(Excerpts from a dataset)
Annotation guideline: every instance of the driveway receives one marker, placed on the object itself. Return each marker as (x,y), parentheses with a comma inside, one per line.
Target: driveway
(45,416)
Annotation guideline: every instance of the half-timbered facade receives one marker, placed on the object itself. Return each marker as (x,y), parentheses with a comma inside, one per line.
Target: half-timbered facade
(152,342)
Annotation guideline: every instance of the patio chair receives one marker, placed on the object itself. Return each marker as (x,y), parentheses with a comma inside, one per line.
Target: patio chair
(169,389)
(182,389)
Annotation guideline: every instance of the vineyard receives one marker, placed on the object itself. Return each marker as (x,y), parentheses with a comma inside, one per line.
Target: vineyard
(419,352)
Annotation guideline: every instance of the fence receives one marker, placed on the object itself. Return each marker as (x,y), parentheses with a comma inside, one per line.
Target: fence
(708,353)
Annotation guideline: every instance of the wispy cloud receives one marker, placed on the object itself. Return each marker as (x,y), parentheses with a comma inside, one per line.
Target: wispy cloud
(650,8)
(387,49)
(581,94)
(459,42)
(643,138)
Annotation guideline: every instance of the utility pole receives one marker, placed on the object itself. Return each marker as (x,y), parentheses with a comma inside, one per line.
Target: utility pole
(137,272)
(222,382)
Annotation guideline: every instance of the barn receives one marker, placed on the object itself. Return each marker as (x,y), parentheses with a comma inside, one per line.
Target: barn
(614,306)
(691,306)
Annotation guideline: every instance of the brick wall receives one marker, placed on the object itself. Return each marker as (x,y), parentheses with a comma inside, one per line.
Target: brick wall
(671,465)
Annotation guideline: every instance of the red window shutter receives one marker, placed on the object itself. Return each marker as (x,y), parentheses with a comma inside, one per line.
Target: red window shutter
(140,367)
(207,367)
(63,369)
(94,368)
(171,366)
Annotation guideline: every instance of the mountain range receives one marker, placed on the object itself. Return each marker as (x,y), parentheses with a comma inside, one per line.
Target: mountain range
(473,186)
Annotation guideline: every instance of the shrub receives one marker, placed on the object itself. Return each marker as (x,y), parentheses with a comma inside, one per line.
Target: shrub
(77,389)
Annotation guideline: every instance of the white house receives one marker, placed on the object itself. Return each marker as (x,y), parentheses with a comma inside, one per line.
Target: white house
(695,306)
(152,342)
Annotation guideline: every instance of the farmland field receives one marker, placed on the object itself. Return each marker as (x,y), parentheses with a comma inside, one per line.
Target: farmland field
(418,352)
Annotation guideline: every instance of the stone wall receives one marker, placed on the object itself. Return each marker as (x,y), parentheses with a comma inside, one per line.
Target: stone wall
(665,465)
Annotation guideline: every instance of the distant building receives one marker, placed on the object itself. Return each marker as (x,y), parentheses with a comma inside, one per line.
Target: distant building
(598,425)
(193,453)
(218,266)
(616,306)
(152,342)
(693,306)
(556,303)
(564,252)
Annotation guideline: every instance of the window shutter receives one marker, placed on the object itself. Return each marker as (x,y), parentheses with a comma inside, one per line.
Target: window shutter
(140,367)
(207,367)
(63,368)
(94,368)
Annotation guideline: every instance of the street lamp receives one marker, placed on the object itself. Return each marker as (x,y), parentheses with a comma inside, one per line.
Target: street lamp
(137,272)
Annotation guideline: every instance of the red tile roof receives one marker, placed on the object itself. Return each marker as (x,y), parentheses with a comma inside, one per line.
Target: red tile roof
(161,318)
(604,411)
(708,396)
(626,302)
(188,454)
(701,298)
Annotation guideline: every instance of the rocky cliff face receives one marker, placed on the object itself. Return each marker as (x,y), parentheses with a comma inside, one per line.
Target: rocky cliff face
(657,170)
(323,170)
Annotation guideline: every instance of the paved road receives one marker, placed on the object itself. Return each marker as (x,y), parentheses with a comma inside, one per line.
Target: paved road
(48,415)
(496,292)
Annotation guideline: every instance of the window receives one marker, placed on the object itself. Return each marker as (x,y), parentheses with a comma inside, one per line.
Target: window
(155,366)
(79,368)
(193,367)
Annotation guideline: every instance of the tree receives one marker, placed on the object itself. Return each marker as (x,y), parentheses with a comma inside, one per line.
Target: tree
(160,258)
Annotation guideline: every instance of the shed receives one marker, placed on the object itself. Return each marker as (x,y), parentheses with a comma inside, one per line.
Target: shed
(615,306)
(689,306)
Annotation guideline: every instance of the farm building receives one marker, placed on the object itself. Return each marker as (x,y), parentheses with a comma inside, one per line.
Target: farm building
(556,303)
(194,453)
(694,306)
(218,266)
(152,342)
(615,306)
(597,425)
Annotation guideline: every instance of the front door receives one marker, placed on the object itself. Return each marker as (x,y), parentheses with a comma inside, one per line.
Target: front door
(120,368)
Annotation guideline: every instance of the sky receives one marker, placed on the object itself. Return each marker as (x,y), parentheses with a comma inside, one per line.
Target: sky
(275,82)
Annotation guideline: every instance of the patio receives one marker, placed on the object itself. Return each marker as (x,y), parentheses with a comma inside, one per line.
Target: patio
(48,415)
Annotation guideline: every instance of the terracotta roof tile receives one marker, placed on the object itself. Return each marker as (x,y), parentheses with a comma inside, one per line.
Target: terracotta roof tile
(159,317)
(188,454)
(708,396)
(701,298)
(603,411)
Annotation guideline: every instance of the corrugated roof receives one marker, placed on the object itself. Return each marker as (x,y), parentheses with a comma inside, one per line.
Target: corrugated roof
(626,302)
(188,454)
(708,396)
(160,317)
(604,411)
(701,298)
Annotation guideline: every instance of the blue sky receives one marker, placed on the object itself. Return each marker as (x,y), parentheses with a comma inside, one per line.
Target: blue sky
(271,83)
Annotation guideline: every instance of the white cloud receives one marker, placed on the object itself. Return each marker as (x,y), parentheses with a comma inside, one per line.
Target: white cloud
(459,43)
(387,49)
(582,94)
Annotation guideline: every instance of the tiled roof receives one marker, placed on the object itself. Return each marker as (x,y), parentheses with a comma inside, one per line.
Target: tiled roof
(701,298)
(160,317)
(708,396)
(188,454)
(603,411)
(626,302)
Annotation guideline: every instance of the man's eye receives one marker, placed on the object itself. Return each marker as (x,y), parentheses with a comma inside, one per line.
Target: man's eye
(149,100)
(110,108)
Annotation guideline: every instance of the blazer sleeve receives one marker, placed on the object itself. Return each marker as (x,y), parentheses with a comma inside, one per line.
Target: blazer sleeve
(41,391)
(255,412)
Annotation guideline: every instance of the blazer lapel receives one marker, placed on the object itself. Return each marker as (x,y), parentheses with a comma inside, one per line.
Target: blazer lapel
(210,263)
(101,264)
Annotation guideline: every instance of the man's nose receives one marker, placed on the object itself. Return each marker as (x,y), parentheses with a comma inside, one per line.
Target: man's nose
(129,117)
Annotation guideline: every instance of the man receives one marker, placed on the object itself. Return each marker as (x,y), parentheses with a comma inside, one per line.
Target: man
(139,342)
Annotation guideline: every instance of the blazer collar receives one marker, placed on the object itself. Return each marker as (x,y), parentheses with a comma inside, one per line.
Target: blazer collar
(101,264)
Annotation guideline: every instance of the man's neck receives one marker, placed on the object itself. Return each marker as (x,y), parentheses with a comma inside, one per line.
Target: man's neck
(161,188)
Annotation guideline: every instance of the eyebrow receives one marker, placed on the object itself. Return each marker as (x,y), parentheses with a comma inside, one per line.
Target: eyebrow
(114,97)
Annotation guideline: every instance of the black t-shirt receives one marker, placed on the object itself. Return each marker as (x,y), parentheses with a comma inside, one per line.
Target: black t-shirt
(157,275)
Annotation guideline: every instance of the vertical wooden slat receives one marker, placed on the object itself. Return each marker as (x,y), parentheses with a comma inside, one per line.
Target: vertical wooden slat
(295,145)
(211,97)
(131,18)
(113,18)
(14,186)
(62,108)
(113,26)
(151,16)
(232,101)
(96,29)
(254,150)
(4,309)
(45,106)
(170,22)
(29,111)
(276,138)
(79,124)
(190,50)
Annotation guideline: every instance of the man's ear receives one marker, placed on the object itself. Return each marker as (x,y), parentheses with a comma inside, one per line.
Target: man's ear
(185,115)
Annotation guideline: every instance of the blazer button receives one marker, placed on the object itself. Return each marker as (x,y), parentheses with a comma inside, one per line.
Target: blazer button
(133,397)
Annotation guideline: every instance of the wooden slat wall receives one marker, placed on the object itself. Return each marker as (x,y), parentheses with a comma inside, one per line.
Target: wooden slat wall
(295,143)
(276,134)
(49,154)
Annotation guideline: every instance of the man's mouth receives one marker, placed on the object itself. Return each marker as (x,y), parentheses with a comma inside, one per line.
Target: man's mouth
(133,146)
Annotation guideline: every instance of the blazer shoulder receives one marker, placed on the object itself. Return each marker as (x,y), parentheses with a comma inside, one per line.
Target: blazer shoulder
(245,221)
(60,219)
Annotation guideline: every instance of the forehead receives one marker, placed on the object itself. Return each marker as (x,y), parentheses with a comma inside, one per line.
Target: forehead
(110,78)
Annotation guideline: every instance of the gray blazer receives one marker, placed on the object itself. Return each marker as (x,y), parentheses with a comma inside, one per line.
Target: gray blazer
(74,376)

**Problem details:** Every line above from the line with "Annotation guideline: every instance of the man's neck" to the line with "Annotation guideline: every instance of the eyebrow", both included, must be reproduced exactly, and no other line may appear.

**Worked solution:**
Annotation guideline: every instance of the man's neck receives one marker, placed on the object itself. Return each marker as (x,y), parentheses with a comma inside, one per line.
Target: man's neck
(161,188)
Annotation guideline: every instance of the eyebrow receives one marker, placed on the object itself. Return each marker as (x,y), parentheses with a comma inside, one per line.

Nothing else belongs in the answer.